PROBLEM DESCRIPTION =>
Copy out every line of the material below without changing anything.

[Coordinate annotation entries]
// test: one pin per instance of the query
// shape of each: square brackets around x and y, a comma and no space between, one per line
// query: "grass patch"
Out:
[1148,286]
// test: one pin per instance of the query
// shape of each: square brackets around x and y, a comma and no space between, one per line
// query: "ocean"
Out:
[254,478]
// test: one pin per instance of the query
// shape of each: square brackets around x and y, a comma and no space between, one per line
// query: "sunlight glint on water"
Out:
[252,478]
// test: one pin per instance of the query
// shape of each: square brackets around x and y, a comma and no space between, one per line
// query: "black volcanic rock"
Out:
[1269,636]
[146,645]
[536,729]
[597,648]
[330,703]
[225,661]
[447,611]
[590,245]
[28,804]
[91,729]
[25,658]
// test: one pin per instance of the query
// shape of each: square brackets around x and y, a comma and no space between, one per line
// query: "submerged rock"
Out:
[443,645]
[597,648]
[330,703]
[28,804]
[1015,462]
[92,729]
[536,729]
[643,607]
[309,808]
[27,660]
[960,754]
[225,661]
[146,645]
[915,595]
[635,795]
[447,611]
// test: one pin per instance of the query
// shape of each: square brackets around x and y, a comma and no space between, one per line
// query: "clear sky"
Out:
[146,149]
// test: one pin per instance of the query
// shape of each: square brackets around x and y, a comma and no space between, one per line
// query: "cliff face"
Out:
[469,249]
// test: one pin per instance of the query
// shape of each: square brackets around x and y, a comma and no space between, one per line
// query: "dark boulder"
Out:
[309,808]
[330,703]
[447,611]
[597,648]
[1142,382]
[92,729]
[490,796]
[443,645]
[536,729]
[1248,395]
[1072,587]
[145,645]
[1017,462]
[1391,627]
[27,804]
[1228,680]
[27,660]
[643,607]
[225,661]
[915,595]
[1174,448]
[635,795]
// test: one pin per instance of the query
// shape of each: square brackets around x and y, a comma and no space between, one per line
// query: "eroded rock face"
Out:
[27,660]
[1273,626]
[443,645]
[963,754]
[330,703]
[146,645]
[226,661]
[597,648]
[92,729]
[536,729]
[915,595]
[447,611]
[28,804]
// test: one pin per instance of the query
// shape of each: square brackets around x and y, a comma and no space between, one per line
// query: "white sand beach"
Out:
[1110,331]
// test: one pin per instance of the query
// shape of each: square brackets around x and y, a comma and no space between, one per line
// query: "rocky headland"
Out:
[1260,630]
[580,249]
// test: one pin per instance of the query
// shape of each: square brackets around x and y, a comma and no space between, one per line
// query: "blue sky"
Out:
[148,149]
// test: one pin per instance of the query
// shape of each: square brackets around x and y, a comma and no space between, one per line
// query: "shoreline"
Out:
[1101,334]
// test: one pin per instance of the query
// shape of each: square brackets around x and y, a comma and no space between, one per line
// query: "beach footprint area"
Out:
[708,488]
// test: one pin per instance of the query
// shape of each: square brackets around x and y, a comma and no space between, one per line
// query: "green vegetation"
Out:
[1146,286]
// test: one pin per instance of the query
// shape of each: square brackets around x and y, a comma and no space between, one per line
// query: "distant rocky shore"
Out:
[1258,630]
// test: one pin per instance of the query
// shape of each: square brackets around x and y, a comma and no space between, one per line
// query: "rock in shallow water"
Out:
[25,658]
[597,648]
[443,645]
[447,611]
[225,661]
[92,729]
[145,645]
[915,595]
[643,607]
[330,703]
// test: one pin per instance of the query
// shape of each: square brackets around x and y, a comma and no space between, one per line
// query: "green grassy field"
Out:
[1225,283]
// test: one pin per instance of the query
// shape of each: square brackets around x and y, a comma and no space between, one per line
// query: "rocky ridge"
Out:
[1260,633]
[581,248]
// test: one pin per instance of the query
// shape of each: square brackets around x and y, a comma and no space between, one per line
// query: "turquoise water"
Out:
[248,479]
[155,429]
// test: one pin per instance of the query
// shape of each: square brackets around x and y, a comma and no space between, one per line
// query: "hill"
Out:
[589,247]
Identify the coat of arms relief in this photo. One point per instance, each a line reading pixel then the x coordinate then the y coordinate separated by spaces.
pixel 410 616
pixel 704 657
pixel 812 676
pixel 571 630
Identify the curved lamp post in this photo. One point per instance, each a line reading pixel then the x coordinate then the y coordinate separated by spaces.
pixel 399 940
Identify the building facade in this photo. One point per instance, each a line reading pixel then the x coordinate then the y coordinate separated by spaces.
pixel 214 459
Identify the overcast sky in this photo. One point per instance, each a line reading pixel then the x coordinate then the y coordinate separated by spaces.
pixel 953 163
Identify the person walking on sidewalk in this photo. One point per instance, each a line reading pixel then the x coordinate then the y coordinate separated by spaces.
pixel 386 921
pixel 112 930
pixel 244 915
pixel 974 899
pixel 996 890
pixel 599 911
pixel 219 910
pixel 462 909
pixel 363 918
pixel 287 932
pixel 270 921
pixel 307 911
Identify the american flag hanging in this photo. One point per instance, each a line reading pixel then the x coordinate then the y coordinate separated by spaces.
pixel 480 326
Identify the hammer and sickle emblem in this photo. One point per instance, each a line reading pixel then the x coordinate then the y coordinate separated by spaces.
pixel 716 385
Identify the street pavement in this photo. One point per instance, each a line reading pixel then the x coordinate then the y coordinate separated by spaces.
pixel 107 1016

TASK OUTPUT =>
// test: one pin per instance of the query
// shape of each: square brackets around x and y, a comma and no space between, one per line
// query: "grass patch"
Out:
[1148,286]
// test: one pin per instance of the query
// shape of each: square brackets around x and y, a comma and no space between, one per line
// query: "ocean"
Out:
[254,478]
// test: one pin per instance of the query
// shape of each: square brackets around x and y, a comma and no space between, one per line
// query: "sunlight glint on water"
Out:
[252,478]
// test: one pin per instance of the query
// shape of each: square brackets around x and y, a comma and no space between, one per line
// query: "black volcanic rock"
Out:
[1269,636]
[146,645]
[536,729]
[597,648]
[330,703]
[225,661]
[447,611]
[590,245]
[28,804]
[91,729]
[25,658]
// test: one pin per instance of the query
// shape of each: square brackets around x and y, a comma and no space between, one per line
// query: "submerged rock"
Out:
[443,645]
[597,648]
[330,703]
[28,804]
[1015,462]
[92,729]
[536,729]
[643,607]
[309,808]
[27,660]
[960,754]
[225,661]
[146,645]
[915,595]
[635,795]
[447,611]
// test: one pin per instance of the query
// shape of each: square brackets around x and y, a comma and no space between, one per line
// query: "clear sky"
Out:
[146,149]
// test: one pin per instance of the query
// shape of each: square brackets around x and y, a comma and no space between, one per line
// query: "cliff face"
Out:
[469,249]
// test: one pin per instance of the query
// shape of each: square brackets around x and y, a comma and no space between, one per line
// query: "dark boulder"
Out:
[309,808]
[330,703]
[447,611]
[597,648]
[1142,382]
[92,729]
[490,796]
[443,645]
[536,729]
[1248,395]
[1072,587]
[145,645]
[1017,462]
[1391,627]
[27,804]
[1228,680]
[27,660]
[643,607]
[225,661]
[915,595]
[1174,448]
[635,795]
// test: one pin per instance of the query
// shape of each: square brackets around x and y, a comma and no space between, one per line
// query: "eroded rock face"
Out:
[27,660]
[1273,626]
[443,645]
[963,754]
[330,703]
[146,645]
[226,661]
[597,648]
[92,729]
[536,729]
[915,595]
[447,611]
[28,804]
// test: one pin per instance of the query
// shape of each: square brackets around x and y, a comma and no space between, one per line
// query: "white sand beach"
Out:
[1110,331]
// test: one pin per instance of the query
// shape of each: square brackets around x and y, a comma and no space between, one per line
// query: "rocky headland"
Out:
[1260,630]
[580,249]
// test: one pin per instance of the query
// shape of each: square brackets around x and y, a comma and no space between, one per line
// query: "blue sky"
Out:
[148,149]
// test: one pin per instance of the query
// shape of each: square brackets around x and y, a comma and no space between, one per line
// query: "shoreline"
Out:
[1101,334]
// test: one pin per instance of the query
// shape of each: square brackets around x and y, a comma and no space between, one per line
// query: "beach footprint area"
Out:
[708,488]
// test: one pin per instance of the query
// shape of each: square brackets around x and y, a comma and no space between, one per line
// query: "green vegetation"
Out:
[1146,286]
// test: one pin per instance of the query
// shape of each: square brackets around x and y, a comma and no space between, one per line
// query: "distant rocky shore"
Out:
[1258,630]
// test: one pin per instance of the query
// shape of each: square brackets around x and y, a comma and no space between, one per line
// query: "rock in shallow water"
Out:
[25,658]
[597,648]
[443,645]
[447,611]
[225,661]
[92,729]
[145,645]
[915,595]
[643,607]
[330,703]
// test: one pin per instance of the query
// shape of each: square brackets around x and y, a comma and no space between, one per line
// query: "green grassy field"
Out:
[1225,283]
// test: one pin per instance of the query
// shape of each: square brackets around x and y, a comma and no space between, one per line
// query: "rocky ridge"
Out:
[1260,633]
[581,248]
// test: one pin per instance of the query
// shape of each: square brackets around x and y, a comma and no space between, one per line
// query: "turquoise water"
Out:
[248,479]
[155,429]
// test: one pin per instance of the query
// shape of each: square brackets around x and y, a comma and no space between, one per line
// query: "hill"
Out:
[589,247]
Identify the coat of arms relief in this photo. One point per instance, each a line reading pixel then the x coordinate then the y coordinate separated by spaces.
pixel 410 616
pixel 704 657
pixel 812 676
pixel 571 630
Identify the curved lamp post in this photo. One point per instance, each a line reading pixel then the x coordinate then the y coordinate separated by spaces.
pixel 399 940
Identify the building facade in this photo. One point per instance, each a line reading pixel then the x coordinate then the y coordinate separated by spaces.
pixel 214 459
Identify the overcast sky in this photo. One point per instance, each a line reading pixel then the x coordinate then the y coordinate separated by spaces.
pixel 953 163
Identify the person walking on sidewalk in this photo. One point per instance, each a line reading pixel then the x coordinate then the y coordinate separated by spaces.
pixel 386 921
pixel 112 930
pixel 244 915
pixel 974 899
pixel 996 890
pixel 599 911
pixel 219 910
pixel 462 909
pixel 363 918
pixel 287 932
pixel 270 921
pixel 307 911
Identify the american flag hanging in this photo. One point per instance, each a line reading pixel then the x coordinate then the y coordinate separated by spaces.
pixel 480 326
Identify the hammer and sickle emblem in this photo. One point per instance, each a line reading pixel then the x coordinate then the y coordinate separated by spaces.
pixel 716 385
Identify the street pavement in this photo. One point per instance, each a line reading pixel then the x coordinate then the y coordinate separated by spaces.
pixel 107 1016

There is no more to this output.